::: Document segment :::
RFE/RL (09.06.2020) – https://bit.ly/3egDBJW – Women from lower-income families are continuing to demand government assistance as coronavirus restrictions in the Central Asian state are eased.
Some 20 women on June 9 resumed their so-called “silent protest” after spending the night in front of the Ministry of Labor and Social Support.
The women were wearing sanitary masks marked with an “X” on them, which they said symbolized “the fact that we are not allowed to speak up.”
They also held posters saying: “Cheap mortgages for families in need,” “Financial support for each child,” “Amnesty for poor families’ bank credits,” and “We are on a hunger strike.”
Rallies and pickets by poor women have been held regularly in Nur-Sultan and other Kazakh cities since February 2019, after five children from a single family died in a fire at night when their parents were working.
The tragedy triggered anger across the country and demonstrations where protesters demanded increased government support for families that have several children.
The protests were held periodically until restrictions to slow the spread of the coronavirus were introduced in mid-March.
:::
- _Tasks_
1. Copy the stretch of the Kazakhstan protest report from "Some 20 women" through "parents were working." word for word.
2. Carry the Kazakhstan protest report further, picking up right after its last sentence.
You won't need the data that comes after this news report.
::: Source data :::
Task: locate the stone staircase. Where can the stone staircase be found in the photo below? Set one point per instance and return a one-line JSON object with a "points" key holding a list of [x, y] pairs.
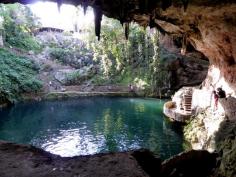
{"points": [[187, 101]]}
:::
- _Answers per task_
1.
Some 20 women on June 9 resumed their so-called “silent protest” after spending the night in front of the Ministry of Labor and Social Support.
The women were wearing sanitary masks marked with an “X” on them, which they said symbolized “the fact that we are not allowed to speak up.”
They also held posters saying: “Cheap mortgages for families in need,” “Financial support for each child,” “Amnesty for poor families’ bank credits,” and “We are on a hunger strike.”
Rallies and pickets by poor women have been held regularly in Nur-Sultan and other Kazakh cities since February 2019, after five children from a single family died in a fire at night when their parents were working.

2.
Dauren Babamuratov, an adviser to Nur-Sultan’s mayor, and Arman Qurbanov, a representative of the city’s health authorities, met with the women on June 9 and attempted to persuade them to leave the site, but the women refused.
Since the protests began last year, the government has announced a special program to support families with more than three children.
Initially, such families were provided with an additional monthly allowance of 21,000 tenges ($50) per child. However, the sum has since been cut twice. From January, the allowances were given only to families officially recognized as living in poverty.
The protesters are demanding a return of the benefits to initial levels, as well as for more benefits to be given to all families with more than three children.